-- Task goal --
Rewrite the records from their start through the line containing "524), (153, 458)]", putting "Mark" in place of "Indicate" and keeping all else unchanged.
## BEGIN Available data
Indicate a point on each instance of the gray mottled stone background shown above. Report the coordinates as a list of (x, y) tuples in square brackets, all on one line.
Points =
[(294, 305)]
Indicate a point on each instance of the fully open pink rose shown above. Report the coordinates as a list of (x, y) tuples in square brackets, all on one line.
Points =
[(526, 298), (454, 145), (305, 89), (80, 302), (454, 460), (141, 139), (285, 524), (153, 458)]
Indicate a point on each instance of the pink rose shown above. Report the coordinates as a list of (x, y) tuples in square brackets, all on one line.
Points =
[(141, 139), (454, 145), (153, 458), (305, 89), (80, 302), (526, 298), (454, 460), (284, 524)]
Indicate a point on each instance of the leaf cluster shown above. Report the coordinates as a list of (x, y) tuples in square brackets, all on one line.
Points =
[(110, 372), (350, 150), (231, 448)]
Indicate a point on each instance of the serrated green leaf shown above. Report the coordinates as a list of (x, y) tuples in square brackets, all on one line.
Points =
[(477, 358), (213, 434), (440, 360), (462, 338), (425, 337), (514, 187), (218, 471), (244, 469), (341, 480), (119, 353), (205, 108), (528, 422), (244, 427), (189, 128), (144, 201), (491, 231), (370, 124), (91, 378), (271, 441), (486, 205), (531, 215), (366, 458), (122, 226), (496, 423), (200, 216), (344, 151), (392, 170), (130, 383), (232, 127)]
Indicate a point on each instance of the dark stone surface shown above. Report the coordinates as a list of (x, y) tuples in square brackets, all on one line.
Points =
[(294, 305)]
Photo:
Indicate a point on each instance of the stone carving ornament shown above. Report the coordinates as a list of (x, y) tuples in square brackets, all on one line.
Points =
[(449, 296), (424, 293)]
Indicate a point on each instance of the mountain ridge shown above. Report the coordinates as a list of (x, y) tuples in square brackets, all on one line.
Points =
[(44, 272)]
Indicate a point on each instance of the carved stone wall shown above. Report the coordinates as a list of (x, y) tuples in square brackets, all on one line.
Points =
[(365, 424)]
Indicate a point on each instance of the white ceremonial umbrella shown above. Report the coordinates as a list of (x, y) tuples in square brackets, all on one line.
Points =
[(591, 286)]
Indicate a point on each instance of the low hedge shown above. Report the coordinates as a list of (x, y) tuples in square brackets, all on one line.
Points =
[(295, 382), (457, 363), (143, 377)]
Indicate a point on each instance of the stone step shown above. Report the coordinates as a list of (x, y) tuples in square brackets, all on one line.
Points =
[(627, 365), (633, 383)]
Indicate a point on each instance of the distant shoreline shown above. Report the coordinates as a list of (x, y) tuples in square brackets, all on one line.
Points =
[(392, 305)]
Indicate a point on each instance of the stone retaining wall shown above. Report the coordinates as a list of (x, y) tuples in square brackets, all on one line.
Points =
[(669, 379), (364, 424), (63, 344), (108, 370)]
## END Available data
-- Answer to the exercise --
Mark a point on each instance of the gray mottled stone background shown above. Report the coordinates as a list of (x, y) tuples in square brackets, all on one line.
Points =
[(294, 305)]
Mark a point on each instance of the fully open pink rose shown above. Report the coordinates as a list of (x, y) tuples in square brackets, all on one line.
Points =
[(526, 298), (454, 145), (305, 89), (80, 302), (454, 460), (141, 139), (285, 524), (153, 458)]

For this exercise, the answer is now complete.